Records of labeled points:

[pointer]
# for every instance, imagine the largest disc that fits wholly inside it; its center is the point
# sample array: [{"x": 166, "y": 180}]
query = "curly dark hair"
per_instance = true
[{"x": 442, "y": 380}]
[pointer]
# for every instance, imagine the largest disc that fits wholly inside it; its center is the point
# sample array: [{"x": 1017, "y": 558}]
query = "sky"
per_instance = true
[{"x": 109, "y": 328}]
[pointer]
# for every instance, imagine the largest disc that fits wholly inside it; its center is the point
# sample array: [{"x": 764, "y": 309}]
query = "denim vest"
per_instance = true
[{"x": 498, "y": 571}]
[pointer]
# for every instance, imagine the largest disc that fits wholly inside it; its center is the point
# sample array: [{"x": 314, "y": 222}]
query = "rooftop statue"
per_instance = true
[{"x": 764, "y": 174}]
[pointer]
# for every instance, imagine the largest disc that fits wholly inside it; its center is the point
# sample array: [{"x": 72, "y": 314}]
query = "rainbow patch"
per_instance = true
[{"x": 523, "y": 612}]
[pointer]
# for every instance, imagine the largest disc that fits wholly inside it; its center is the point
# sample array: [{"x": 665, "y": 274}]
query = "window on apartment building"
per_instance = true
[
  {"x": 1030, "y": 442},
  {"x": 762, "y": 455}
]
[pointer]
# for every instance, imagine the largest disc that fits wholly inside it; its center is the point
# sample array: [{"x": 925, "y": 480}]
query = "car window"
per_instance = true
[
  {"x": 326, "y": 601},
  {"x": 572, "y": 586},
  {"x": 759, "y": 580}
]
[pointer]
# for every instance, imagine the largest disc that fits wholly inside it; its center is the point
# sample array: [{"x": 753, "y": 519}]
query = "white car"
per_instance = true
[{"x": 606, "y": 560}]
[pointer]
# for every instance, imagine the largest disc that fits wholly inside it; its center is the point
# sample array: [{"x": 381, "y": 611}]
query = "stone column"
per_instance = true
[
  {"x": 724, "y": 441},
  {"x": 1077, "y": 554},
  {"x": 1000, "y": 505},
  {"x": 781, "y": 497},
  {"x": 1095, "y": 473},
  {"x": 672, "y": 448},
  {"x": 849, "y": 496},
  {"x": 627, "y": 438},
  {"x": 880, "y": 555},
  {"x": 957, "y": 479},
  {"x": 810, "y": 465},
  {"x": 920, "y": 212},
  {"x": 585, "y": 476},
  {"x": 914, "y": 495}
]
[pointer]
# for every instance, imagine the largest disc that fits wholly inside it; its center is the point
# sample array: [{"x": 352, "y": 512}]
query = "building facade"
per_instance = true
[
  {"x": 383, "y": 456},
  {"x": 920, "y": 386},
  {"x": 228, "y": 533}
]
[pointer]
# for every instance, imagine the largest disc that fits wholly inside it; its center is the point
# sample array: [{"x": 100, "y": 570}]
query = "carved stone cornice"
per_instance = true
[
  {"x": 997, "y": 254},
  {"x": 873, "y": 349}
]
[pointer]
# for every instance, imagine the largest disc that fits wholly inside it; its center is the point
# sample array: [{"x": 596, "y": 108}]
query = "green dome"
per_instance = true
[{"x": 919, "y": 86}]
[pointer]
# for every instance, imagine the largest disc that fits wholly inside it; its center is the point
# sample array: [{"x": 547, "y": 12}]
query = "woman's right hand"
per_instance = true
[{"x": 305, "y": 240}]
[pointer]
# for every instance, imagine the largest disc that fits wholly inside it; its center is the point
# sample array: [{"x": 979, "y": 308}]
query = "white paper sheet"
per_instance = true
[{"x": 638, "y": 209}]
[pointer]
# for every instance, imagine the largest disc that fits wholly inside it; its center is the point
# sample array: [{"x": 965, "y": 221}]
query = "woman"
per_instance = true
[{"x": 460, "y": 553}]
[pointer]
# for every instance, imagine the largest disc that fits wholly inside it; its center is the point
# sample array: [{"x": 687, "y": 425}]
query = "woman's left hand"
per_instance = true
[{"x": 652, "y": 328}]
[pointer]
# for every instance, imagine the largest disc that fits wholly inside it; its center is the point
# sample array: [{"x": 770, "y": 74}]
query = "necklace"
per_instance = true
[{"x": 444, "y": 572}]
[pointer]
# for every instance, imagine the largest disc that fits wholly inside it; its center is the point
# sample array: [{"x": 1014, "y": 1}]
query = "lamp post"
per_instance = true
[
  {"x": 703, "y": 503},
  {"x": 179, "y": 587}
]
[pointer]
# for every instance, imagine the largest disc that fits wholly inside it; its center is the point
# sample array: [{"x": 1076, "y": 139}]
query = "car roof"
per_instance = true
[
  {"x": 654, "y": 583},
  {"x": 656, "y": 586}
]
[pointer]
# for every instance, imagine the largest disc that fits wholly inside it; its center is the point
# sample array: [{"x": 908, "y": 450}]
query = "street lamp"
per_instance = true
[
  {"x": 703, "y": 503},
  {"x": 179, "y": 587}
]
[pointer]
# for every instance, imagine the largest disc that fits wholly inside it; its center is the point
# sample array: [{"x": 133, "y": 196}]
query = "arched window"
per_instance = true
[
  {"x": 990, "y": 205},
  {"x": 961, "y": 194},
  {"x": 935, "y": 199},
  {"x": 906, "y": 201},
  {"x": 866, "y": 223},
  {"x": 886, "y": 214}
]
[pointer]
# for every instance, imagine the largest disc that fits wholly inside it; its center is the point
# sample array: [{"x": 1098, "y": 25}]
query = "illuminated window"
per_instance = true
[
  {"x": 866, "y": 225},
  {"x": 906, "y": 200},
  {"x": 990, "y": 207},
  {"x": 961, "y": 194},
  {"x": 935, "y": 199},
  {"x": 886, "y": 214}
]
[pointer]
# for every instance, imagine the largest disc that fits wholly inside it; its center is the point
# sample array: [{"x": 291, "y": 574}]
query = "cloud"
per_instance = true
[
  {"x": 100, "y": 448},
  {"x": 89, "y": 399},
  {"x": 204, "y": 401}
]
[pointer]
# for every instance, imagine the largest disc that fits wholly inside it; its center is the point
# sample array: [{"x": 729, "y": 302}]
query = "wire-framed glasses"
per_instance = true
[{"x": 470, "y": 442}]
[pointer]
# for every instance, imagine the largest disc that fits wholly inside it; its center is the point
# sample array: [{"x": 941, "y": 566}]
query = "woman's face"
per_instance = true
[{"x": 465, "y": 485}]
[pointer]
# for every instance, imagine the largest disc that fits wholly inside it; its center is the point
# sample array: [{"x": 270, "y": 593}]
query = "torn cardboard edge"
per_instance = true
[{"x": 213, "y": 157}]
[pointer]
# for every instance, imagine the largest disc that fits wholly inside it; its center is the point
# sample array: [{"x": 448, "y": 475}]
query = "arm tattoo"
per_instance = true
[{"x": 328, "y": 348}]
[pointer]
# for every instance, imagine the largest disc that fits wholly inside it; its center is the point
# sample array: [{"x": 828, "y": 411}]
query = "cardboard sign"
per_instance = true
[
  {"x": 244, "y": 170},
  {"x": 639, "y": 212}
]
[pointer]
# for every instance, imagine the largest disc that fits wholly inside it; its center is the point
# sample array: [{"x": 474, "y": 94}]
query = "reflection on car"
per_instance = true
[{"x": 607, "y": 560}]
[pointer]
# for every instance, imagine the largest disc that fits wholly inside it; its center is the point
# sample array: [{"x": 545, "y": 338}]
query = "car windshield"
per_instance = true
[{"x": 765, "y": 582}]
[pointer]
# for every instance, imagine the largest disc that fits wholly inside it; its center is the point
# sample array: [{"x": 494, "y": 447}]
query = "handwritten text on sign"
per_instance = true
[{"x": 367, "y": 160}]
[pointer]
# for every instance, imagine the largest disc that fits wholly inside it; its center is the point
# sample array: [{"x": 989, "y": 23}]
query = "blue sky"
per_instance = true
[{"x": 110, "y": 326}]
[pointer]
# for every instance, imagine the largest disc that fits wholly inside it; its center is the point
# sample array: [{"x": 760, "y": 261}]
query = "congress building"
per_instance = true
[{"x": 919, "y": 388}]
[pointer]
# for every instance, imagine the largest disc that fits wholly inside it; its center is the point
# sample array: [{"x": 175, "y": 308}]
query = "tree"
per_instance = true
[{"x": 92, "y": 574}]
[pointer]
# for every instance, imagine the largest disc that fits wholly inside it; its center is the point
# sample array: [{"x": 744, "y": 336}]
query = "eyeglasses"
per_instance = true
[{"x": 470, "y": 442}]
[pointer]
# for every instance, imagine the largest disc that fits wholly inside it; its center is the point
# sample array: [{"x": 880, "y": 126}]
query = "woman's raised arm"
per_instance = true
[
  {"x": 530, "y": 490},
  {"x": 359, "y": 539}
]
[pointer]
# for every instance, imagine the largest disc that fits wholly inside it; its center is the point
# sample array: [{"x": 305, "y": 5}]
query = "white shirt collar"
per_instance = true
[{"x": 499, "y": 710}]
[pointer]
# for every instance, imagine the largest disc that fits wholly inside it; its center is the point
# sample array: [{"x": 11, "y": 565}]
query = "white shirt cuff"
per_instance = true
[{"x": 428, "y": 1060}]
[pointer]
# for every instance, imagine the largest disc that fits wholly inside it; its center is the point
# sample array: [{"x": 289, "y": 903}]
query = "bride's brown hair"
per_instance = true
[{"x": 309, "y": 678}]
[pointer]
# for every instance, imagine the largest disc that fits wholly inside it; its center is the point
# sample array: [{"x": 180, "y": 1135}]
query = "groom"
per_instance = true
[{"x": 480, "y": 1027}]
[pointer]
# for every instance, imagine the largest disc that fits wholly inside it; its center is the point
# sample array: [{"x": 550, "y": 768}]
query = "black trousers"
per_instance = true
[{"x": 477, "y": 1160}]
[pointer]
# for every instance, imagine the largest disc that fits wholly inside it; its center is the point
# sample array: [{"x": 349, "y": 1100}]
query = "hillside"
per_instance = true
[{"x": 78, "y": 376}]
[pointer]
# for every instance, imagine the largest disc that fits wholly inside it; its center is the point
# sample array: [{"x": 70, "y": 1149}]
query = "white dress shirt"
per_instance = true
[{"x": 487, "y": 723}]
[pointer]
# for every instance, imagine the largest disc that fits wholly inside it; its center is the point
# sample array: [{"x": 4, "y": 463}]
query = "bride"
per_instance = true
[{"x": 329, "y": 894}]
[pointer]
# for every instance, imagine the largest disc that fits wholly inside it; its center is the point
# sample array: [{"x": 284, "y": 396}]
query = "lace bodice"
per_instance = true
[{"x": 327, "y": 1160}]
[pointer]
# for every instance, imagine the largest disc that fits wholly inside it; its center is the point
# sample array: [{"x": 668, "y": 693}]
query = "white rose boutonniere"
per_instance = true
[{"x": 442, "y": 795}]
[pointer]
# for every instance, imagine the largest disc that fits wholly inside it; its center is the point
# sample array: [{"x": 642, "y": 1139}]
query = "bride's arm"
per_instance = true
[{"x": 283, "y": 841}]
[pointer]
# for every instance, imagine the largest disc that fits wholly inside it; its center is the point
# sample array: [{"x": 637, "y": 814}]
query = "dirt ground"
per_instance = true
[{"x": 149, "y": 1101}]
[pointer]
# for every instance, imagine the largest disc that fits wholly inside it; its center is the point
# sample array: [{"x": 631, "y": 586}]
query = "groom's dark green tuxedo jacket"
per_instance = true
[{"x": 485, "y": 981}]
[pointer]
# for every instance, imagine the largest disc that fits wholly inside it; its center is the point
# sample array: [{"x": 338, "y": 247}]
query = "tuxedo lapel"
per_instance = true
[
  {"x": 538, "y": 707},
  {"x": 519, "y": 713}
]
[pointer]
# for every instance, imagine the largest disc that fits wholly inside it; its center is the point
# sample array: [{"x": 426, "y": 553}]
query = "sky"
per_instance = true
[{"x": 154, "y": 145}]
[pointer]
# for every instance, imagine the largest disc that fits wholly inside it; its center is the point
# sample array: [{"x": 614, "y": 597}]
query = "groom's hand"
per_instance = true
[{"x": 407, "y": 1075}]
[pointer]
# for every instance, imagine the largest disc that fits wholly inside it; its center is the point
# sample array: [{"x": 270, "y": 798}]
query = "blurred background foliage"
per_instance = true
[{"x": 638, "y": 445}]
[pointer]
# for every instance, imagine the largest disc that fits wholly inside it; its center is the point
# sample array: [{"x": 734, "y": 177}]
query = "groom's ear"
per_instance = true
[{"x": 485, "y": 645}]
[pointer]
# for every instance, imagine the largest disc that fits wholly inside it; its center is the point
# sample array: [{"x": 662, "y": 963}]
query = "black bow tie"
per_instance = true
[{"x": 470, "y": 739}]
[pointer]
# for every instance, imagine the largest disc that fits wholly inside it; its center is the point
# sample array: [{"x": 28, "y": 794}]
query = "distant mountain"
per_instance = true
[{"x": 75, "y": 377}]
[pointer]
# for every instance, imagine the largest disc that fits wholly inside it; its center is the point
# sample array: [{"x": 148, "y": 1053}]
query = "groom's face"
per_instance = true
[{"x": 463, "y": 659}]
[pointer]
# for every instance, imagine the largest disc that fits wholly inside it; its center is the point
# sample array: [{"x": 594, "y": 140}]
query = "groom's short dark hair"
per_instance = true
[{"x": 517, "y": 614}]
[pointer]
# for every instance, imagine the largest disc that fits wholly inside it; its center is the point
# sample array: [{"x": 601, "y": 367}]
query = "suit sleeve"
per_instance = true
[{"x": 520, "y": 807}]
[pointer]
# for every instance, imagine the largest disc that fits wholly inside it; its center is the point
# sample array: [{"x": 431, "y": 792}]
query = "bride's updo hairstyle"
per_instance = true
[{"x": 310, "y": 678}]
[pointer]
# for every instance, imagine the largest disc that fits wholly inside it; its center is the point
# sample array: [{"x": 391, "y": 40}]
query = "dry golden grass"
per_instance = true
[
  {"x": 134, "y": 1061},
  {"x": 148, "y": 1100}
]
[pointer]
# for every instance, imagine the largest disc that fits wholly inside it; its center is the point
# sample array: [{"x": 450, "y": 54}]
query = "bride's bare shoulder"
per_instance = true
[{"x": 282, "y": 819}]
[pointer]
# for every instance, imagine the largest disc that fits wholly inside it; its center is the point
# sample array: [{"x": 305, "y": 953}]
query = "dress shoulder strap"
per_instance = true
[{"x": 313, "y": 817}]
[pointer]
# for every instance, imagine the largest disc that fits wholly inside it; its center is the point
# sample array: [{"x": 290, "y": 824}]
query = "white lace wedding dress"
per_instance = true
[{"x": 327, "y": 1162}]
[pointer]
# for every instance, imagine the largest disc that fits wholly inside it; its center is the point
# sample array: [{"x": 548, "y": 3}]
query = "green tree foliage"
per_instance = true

- _WHAT THIS TASK INVOLVES_
Show each line from the rows that contains the string "bride".

- _EXERCISE RESULT_
query = "bride's brown hair"
query = "bride"
query = "bride's arm"
query = "bride's updo hairstyle"
query = "bride's bare shoulder"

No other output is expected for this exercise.